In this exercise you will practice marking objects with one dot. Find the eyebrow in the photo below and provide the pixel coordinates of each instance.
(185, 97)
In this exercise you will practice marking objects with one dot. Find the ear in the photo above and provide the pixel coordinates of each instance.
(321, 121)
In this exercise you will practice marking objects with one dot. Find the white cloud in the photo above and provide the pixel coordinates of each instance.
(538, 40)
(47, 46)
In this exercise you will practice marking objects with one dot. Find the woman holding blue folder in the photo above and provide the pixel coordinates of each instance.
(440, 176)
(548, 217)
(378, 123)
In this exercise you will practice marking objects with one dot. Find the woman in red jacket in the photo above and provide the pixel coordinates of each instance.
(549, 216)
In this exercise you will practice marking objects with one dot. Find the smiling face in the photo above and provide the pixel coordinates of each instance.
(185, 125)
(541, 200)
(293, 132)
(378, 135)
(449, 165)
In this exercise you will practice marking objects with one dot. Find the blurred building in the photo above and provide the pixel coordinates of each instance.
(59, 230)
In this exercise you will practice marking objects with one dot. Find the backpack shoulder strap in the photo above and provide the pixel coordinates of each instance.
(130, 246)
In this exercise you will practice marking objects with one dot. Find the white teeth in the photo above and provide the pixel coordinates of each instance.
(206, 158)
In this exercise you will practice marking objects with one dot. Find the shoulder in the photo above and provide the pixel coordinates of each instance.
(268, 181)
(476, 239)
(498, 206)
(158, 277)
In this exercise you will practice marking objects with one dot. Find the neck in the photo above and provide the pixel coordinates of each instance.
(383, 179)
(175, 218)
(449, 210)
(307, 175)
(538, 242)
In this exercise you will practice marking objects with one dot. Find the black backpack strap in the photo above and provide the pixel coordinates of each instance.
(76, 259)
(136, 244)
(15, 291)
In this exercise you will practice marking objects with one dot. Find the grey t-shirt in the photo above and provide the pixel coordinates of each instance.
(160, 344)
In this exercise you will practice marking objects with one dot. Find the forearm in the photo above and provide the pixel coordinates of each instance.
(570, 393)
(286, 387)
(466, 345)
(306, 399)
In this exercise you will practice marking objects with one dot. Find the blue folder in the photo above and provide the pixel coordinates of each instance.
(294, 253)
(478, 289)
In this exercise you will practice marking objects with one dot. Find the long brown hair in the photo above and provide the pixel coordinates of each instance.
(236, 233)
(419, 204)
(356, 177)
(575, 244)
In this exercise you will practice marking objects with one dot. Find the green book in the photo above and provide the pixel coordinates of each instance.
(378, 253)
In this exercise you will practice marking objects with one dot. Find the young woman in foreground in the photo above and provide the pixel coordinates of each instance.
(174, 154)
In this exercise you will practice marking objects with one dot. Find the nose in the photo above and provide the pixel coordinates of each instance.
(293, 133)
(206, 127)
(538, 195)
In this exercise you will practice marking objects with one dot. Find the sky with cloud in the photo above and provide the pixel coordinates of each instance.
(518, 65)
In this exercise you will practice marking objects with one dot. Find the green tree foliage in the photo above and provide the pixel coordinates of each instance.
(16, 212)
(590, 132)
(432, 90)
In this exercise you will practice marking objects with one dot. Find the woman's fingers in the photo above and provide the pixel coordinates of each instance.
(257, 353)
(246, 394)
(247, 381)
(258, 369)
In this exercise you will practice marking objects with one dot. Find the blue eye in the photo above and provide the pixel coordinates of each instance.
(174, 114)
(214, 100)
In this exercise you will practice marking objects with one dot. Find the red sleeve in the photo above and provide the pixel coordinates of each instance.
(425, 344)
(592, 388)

--- YOUR ASSIGNMENT ---
Each entry, exactly as written, should be set down once more.

--- SOLUTION FOR THIS EXERCISE ---
In this exercise you will practice marking objects with one dot. Find the eyebrow in the photo below and provide the pixel coordinates of each instance.
(185, 97)
In this exercise you will practice marking objects with one dot. Find the ear in the photo above and provide the pixel coordinates of each instance.
(321, 121)
In this exercise you will practice marking objects with one dot. Find the white cloud in the photo above and provide the pixel coordinates of each instance.
(538, 40)
(47, 46)
In this exercise you will practice marking objects with one dot. Find the woman holding blue folder in the photo above and provide the pixel coordinates of each instance.
(440, 176)
(548, 217)
(378, 123)
In this exercise you will practice marking objects with one dot. Find the woman in red jacket in the photo above and provide the pixel coordinates of each instance.
(549, 216)
In this exercise you will practice marking objects with one dot. Find the smiling face in the photo above and provide the pixel coordinates of each instance.
(185, 125)
(541, 200)
(293, 132)
(378, 135)
(449, 165)
In this exercise you will practice marking objects with one dot. Find the blurred building in the photo above and provide the pixel coordinates of each instance.
(59, 230)
In this exercise you will practice marking objects with one dot. Find the backpack shoulder strap in the photo above and provide the pixel coordinates of each instance.
(130, 246)
In this exercise you will practice marking objects with one dot. Find the white teeth in the photo above and provide the pixel coordinates of each instance.
(206, 158)
In this exercise you will practice marking objects with one dot. Find the shoulder in the photo above and provide the pixel coordinates of each instance.
(268, 181)
(476, 239)
(498, 206)
(158, 277)
In this exercise you will practice marking objects with one dot. Find the neck in the photo above and provide the pixel coordinates of each instance.
(383, 179)
(175, 218)
(449, 210)
(307, 175)
(538, 242)
In this exercise you will practice marking objects with one dot. Find the black backpack strap in the photo above and provide the pixel coordinates of each instance.
(76, 259)
(136, 244)
(15, 291)
In this exercise you will practice marking objects with one dot. Find the grey t-shirt in the photo above and provide the pixel coordinates of each instance.
(160, 344)
In this exercise you will practice marking objects with one dot. Find the forearm in the photo above and provide the pixel coordinates of each instance.
(570, 393)
(286, 387)
(466, 345)
(306, 399)
In this exercise you will practice marking objects with one dot. Find the blue folder in the photo above and provide the pixel coordinates of each instance.
(294, 253)
(478, 289)
In this exercise you will practice marking objects with one dot. Find the long brown hair in the photo above and provide the pixel coordinates of each instance.
(236, 233)
(419, 204)
(356, 177)
(575, 244)
In this exercise you will practice marking objects with one dot. Find the green book in the photo above and provide the pixel coordinates of each instance.
(378, 253)
In this exercise you will practice marking objects with one dot. Find the young woman in foreground in the photo above and provide the pixel coordinates of each instance.
(174, 154)
In this exercise you will practice marking objects with one dot. Find the nose in the photo above and provide the pixel coordinates of each instance.
(293, 133)
(206, 127)
(538, 195)
In this exercise you will practice marking objects with one dot. Find the sky with cloud in the photo above and provide the pixel coordinates of each instance.
(518, 65)
In this exercise you will practice marking objects with one dot. Find the green tree foliage in the photo above and provide the pixel coordinates of each instance.
(16, 212)
(590, 132)
(432, 90)
In this exercise you will practice marking objects with one dot. Find the woman's fingers in the photo above and provide the pixel coordinates of each instance.
(257, 353)
(246, 394)
(247, 381)
(258, 369)
In this exercise you will practice marking objects with one dot. Find the blue eye in the photo above and provide the pixel coordinates of each instance.
(174, 114)
(214, 100)
In this exercise you will practice marking objects with one dot. Find the red sleeve in the photo above and provide the pixel coordinates of each instance.
(425, 344)
(592, 388)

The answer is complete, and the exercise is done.